• [REQUIRED ACTION 1]:
Translate this sentence from the year-end reflection into Spanish: "I exhale, imagining the year altogether."
• [REQUIRED ACTION 2]:
In the year-end reflection, which colors does the writer use to recall the past year?
• [REQUIRED ACTION 3]:
Rewrite the part of the year-end reflection starting at "I exhale, imagining" and ending at "and of longing.", substituting "heavens" for "sky".

• [EXERCISE TEXT]:
------

Apprehension gathers around my temples and sends shakes into my hands.
I feel calm: I smile to myself as I peer into my rear-view mirror, fighting the duplicity of my inner turmoil. We’re nearing the end of the year, the end of the decade. So many endings. 2020 looms menacingly behind a two-week’s notice, and its emanate arrival bubbles conflict within me.
bubbling… boiling… overflowing… overwhelming… apprehending.
I don’t feel calm: tears kiss my quivering lip, fear desires to relinquish the skirmish in my mind.
Am I going to believe what I know to be true?
I know God is good. I know 2020 will hold good things. I know I’ve had a lot of joyous moments in 2019. I know the progression of time is natural. I know ending the year numerically/measurably separates me from pretty terrible experiences from 2019.
This year feels like finishing a chapter of a Stephen King novel; the horror is over, but the adrenaline from terrors pulsates through one’s veins and makes him aware that the books is not finished and that more trepidation awaits. With apprehension, the reader begins the next chapter.
I know I’m not living-out a horror novel, however, Jesus literally promised “In this world you will have trouble” (John 16:33). I know that, and that’s easy [for me] to believe. He also declared, “I have come so that they may have life and have it in abundance” (John 10:10) and compared, “If you then, who are evil, know how to give good gifts to your children, how much more will your Father who is in heaven give good things to those who ask him” (Matthew 7:11). Somehow, those two facts are a bit harder for me to believe.
These truths I know, but I battle each day to believe them. I echo a millennia-old cry: “I believe! Help my unbelief” (Mark 9:24).
I exhale, imagining the year altogether. An overwhelming year amplified by increased stressors from the past few weeks. I’m tired of fighting. I reminisce on the past year in color: grays, blues, and splatters of red.
Gray. The color of endings—colors fade into a vortex of grays. From dust we came and to dust we return (Genesis 3:10). It’s the color of loss, of hopelessness, of abandonment, of absence. A sky convulsing with beating rains.
Blue. The color of sadness—shades of somberness in waves of emotion. As deep as the ocean, as expansive as the sky.
Red. The color of passion—drops from the hands, the feet, and the head of Christ. It indicates hurt. Likewise, it’s the color of life, of love, of anger, of danger, and of longing.
Apprehension gnawing at my soul and shivering in my hands, I petition myself again: Am I going to believe what I know to be true?
I know James was earnest when writing “the testing of your faith produces endurance,” (James 1:4). I know that God works all things together for good (Romans 8:28). I know that it is God who works within me (Philippians 2:13).

------

• [Data excerpts]:
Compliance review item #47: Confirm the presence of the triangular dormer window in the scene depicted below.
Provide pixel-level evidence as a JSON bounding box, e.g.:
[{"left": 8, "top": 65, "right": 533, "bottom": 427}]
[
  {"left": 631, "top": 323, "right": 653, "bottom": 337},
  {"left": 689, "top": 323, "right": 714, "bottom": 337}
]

------

• [EXERCISE RESULT 1]:
Exhalo, imaginando el año en su conjunto.

• [EXERCISE RESULT 2]:
Grays, blues, and splatters of red.

• [EXERCISE RESULT 3]:
I exhale, imagining the year altogether. An overwhelming year amplified by increased stressors from the past few weeks. I’m tired of fighting. I reminisce on the past year in color: grays, blues, and splatters of red.
Gray. The color of endings—colors fade into a vortex of grays. From dust we came and to dust we return (Genesis 3:10). It’s the color of loss, of hopelessness, of abandonment, of absence. A heavens convulsing with beating rains.
Blue. The color of sadness—shades of somberness in waves of emotion. As deep as the ocean, as expansive as the heavens.
Red. The color of passion—drops from the hands, the feet, and the head of Christ. It indicates hurt. Likewise, it’s the color of life, of love, of anger, of danger, and of longing.